Set task:
How many lines of the listing below contain the string "black"? Count them and reply with the number alone.

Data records

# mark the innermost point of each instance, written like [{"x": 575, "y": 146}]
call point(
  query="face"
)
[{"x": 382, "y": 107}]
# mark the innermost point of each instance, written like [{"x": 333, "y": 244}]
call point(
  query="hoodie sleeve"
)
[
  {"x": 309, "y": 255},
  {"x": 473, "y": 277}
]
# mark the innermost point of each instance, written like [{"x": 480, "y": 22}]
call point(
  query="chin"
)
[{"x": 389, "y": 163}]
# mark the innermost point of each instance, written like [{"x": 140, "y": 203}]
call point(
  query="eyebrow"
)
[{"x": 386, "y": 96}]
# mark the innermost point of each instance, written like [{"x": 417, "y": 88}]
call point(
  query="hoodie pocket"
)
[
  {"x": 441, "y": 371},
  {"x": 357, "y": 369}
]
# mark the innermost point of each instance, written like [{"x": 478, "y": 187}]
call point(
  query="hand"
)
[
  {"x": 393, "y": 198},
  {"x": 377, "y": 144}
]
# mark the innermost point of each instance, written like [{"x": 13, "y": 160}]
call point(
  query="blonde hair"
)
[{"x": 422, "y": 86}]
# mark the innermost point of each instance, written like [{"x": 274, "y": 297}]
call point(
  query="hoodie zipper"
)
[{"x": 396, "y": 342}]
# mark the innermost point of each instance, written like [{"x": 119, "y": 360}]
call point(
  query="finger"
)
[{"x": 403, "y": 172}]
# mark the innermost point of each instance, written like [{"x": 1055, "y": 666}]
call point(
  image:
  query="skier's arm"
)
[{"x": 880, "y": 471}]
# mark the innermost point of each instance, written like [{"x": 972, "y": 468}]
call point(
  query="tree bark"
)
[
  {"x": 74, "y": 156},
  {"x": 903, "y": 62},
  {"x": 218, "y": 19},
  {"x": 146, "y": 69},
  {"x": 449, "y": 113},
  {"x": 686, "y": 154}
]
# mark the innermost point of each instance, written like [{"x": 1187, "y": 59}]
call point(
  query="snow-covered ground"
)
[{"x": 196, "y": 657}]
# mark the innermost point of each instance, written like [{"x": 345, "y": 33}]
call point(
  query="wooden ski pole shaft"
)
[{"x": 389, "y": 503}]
==
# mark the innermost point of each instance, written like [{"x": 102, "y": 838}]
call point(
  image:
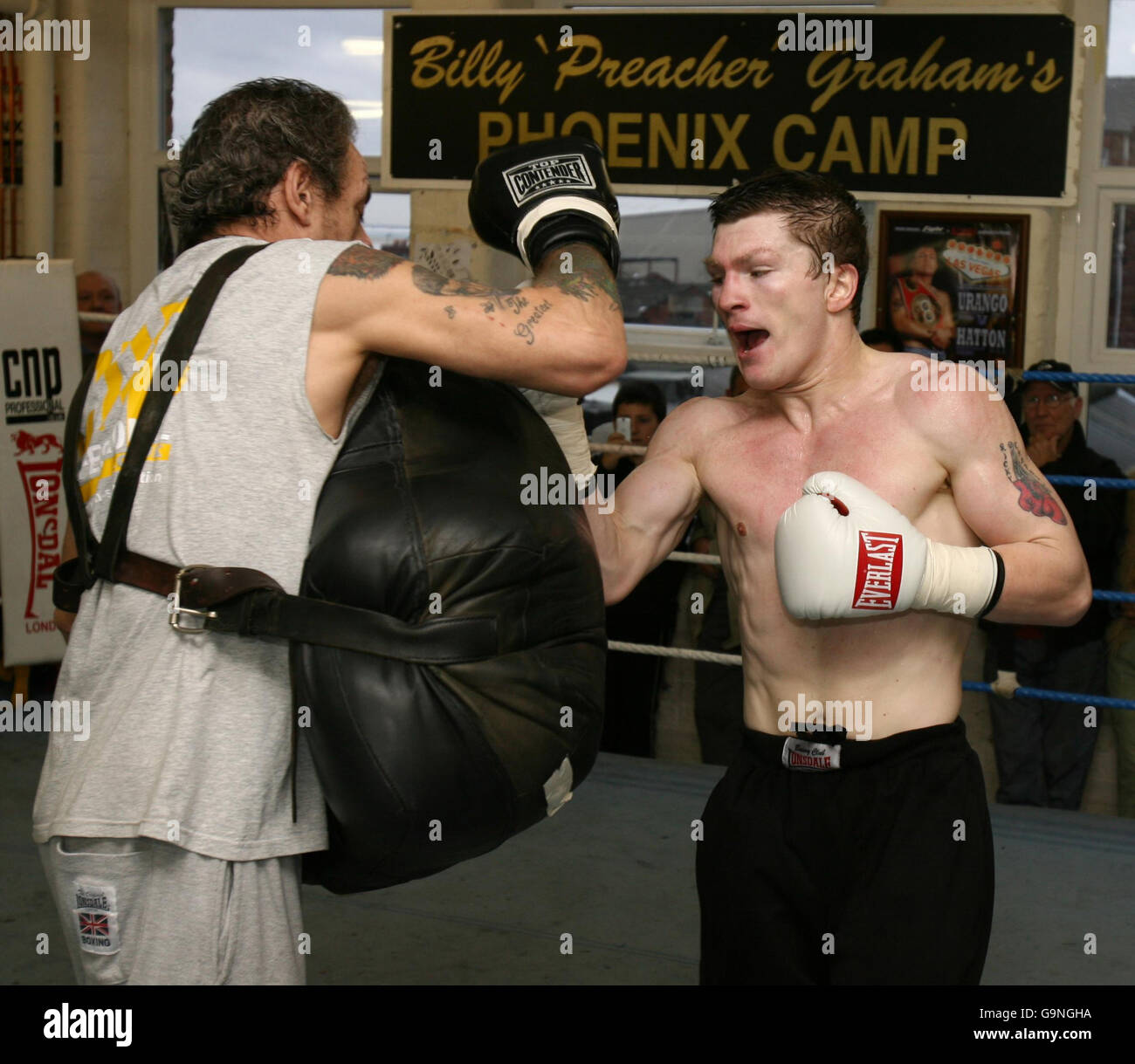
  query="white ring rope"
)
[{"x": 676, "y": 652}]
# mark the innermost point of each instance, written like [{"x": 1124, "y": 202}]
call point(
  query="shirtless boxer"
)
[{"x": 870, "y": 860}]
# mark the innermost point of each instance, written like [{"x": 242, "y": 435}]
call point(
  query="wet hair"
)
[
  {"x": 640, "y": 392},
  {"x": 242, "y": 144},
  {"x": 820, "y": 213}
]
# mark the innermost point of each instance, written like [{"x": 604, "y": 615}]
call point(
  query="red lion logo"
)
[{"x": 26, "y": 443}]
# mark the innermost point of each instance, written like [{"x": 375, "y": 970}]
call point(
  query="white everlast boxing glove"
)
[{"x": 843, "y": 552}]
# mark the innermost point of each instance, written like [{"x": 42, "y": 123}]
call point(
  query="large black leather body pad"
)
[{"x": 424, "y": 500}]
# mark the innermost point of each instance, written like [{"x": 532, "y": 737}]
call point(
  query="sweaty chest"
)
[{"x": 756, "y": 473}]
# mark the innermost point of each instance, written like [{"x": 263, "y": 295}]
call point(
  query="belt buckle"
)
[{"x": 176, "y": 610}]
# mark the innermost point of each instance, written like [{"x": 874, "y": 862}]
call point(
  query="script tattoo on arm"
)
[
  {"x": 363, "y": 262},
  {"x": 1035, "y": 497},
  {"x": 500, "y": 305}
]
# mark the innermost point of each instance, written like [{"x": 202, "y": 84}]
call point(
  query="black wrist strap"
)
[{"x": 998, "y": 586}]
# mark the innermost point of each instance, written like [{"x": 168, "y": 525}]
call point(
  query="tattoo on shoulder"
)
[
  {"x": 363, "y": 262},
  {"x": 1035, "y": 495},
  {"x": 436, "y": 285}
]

Response to the task:
2